=== EXTRACT PROVIDED ===
|---|

When creating a last will and testament or a living trust, there are certain planning techniques that can be advantageous to those who inherit your assets. One such technique is distributing assets to your beneficiaries in trust to provide them with creditor protection, which they would be unable to create for themselves.
Health, Education, Maintenance and Support – HEMS and the IRS
The IRS rule is that when a trust limits the distribution of principal to an ascertainable standard, the trust is protected from creditors and divorce. Limiting distributions to beneficiaries for their health, education, maintenance, or support (HEMS) falls within the IRS guidelines of an ascertainable standard that creates creditor protection for the beneficiary. While this type of trust may sound restrictive, HEMS is very broad and the trust can essentially be used to maintain the beneficiary’s lifestyle. The principal of the trust can be used to pay for the beneficiary’s schooling, rent, taxes, medical expenses and more. Additionally, assets, such as a real property, can be bought directly in the name of the trust, thus protecting the assets immediately upon purchase. Lastly, the beneficiary can be their own trustee and have the right to withdraw the income generated from the trust, all while maintaining creditor protected status.

|---|

=== EXTRACTED ENTRIES ===
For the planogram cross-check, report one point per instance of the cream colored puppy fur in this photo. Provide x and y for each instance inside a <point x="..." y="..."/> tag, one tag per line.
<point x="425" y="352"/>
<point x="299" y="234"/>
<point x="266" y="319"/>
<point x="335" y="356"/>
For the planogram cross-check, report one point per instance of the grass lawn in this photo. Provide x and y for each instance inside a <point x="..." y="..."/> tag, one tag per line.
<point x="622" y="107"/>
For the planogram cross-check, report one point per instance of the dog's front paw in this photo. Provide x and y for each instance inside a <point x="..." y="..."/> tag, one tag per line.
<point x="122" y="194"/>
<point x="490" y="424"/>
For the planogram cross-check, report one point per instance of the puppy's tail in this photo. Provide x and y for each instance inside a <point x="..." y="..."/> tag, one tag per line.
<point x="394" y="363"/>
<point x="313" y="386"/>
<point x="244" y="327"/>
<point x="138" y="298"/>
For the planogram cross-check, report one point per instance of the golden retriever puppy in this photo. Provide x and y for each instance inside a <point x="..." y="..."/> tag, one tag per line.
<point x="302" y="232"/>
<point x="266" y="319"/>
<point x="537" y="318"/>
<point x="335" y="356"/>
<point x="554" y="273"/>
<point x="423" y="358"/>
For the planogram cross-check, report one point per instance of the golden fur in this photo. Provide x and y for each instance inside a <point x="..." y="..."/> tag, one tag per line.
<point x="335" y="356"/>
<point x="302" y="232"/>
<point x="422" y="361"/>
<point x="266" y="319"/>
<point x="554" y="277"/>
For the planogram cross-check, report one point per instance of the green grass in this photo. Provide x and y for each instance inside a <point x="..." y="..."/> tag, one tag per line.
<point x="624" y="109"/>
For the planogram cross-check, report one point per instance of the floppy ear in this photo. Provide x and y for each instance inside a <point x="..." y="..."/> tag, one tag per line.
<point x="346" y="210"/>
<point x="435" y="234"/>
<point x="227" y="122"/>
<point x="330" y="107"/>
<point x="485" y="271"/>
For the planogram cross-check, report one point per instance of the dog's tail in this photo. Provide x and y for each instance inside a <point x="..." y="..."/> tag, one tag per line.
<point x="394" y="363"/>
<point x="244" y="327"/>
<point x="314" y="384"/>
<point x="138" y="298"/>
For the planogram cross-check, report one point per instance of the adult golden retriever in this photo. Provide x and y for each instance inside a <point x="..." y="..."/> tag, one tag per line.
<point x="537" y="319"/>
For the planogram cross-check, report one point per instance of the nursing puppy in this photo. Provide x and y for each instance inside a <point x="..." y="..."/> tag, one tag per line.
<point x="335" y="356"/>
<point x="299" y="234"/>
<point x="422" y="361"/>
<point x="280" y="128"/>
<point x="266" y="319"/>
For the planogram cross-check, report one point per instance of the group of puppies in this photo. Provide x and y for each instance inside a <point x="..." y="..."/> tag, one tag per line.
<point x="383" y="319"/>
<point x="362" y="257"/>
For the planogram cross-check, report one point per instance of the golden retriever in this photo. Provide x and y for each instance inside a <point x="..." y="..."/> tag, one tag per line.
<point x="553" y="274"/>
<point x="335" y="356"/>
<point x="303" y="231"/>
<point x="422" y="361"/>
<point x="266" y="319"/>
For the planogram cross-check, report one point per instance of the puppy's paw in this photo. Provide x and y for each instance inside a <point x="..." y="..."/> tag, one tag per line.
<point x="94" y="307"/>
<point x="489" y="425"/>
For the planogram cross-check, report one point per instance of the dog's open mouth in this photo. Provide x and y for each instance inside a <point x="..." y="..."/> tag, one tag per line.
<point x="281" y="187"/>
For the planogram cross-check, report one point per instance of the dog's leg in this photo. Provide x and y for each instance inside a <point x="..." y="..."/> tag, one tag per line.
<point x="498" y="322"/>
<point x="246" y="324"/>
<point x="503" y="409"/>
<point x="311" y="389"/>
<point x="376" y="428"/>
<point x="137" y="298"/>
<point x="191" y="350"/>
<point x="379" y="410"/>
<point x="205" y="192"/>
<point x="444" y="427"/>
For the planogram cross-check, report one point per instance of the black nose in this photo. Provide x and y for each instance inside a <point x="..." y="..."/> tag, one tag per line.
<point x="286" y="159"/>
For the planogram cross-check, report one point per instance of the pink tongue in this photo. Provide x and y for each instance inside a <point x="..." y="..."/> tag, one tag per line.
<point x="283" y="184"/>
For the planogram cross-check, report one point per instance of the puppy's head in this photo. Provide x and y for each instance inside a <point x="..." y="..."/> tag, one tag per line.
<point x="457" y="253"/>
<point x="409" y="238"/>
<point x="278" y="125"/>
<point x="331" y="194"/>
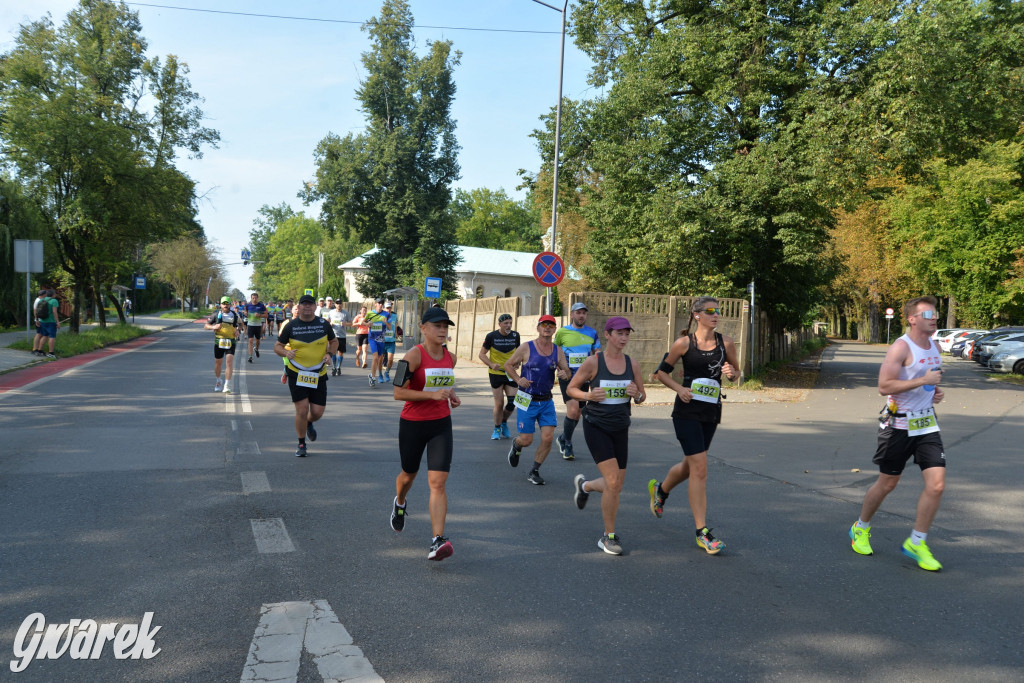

|---|

=== PROBLEM TO SOLVE ===
Continue the text on HEMS trusts and creditor protection from where it stops.

=== EXPECTED ANSWER ===
If you are concerned that a beneficiary may want or need access to the trust beyond HEMS distributions, or that the trust may become too burdensome or impractical to manage, your estate planning documents can provide for ways to either completely undo the trust or to authorize a distribution of principal beyond the beneficiary’s health, education, maintenance, or support.
Additional Benefits of Beneficiary Trusts
Aside from creditor protection, there are additional benefits that come with beneficiary trusts. If, for example, there is a concern that a beneficiary may end up with a taxable estate, the beneficiary trust can be structured so that the assets are not includable in the beneficiary’s estate. This could help reduce, if not eliminate, a large estate tax on the beneficiary’s death.
Another benefit is the ability for you to maintain control of the distribution of trust assets should your beneficiary die before the complete distribution of their trust. You can name individuals and/or charities as remainder beneficiaries of the trust should something happen to the initial beneficiary. Alternatively, if you want the beneficiary to have the power to choose the remainder beneficiaries of their trust, you can authorize them to do so by giving them a testamentary power of appointment to appoint their share under their own estate planning documents.
Finally, if your beneficiary is unable to manage his or her own finances for any reason, you can name someone other than the beneficiary to be the Trustee and manage the trust assets. You can include specific instructions on how to administer the trust, thus ensuring that the beneficiary is properly taken care of and that assets in the trust will last for an extended period of time.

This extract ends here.